Rewrite the passage on campaign data and analytics from "For a campaign" up to and including "make actionable recommendations.", changing "Parthenon" to "Colosseum".

=== TEXT TO READ ===

For a campaign to be able to make the most of this data, it will first need to keep track of what it is doing and log that information into a database; it will need intelligent people to maintain that database; and it will need vendors that are up to date and can report activity back to the campaign for logging into the voter file. This may sound simple, but good and actionable data requires basic technology, an attention to detail, and a focused discipline lacking in many Republican offices today.
Data is an essential tool, and it was mentioned 197 times in the RNC’s report, but by itself is about as impressive as a single brick. Using that brick to build the Parthenon — or electoral victory — is the next step.
What is analytics?
Analytics is the science of building that Parthenon — or interpreting the data so as to be able to make actionable recommendations.
Essentially, the goal of a campaign is to 1) Turn out voters who are loyal but who may not have shown up; and 2) Convince voters who are already showing up, but who are undecided, to vote for their candidate. Everything else — from fundraisers to phone calls to yard signs — is simply a means of achieving these two goals.
As these fundraisers, phone calls and yard signs are deployed, data is collected and analyzed to interpret that information for the campaign, answering questions like “Who should we be targeting?”; “What methods have the greatest impact on our targets?”; “What can be done to improve the efficiency of those methods?” (BEDFORD: The tyranny of the GOP’s political consultants)
Through sound collection, testing, and interpretation, a campaign can move deftly through murky territory, accomplishing seemingly impossible things like, say, convincing a country that an election isn’t about massive unemployment, spiraling deficits and empty promises – it’s about condoms.

=== STORED ROWS ===

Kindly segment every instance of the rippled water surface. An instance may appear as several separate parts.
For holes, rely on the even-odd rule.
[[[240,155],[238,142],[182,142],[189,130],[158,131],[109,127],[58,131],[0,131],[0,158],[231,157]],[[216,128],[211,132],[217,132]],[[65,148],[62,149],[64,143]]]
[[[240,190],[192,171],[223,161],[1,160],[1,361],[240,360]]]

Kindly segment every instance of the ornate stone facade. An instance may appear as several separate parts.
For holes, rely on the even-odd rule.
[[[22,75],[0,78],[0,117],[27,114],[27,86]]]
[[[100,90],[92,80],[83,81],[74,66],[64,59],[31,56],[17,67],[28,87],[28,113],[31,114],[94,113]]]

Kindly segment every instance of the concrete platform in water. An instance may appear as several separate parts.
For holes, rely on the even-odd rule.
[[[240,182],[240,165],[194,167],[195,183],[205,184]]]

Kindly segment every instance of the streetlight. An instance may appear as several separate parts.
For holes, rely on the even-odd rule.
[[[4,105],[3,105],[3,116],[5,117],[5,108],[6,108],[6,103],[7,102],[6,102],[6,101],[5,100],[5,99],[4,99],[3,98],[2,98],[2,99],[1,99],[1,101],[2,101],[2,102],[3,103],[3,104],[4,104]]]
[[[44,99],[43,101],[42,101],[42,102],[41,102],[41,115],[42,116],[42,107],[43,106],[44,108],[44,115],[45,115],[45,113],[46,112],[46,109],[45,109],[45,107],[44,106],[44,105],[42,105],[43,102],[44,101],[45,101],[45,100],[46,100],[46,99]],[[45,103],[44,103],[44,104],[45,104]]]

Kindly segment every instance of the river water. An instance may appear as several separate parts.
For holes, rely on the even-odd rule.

===

- _SOLUTION BELOW_
For a campaign to be able to make the most of this data, it will first need to keep track of what it is doing and log that information into a database; it will need intelligent people to maintain that database; and it will need vendors that are up to date and can report activity back to the campaign for logging into the voter file. This may sound simple, but good and actionable data requires basic technology, an attention to detail, and a focused discipline lacking in many Republican offices today.
Data is an essential tool, and it was mentioned 197 times in the RNC’s report, but by itself is about as impressive as a single brick. Using that brick to build the Colosseum — or electoral victory — is the next step.
What is analytics?
Analytics is the science of building that Colosseum — or interpreting the data so as to be able to make actionable recommendations.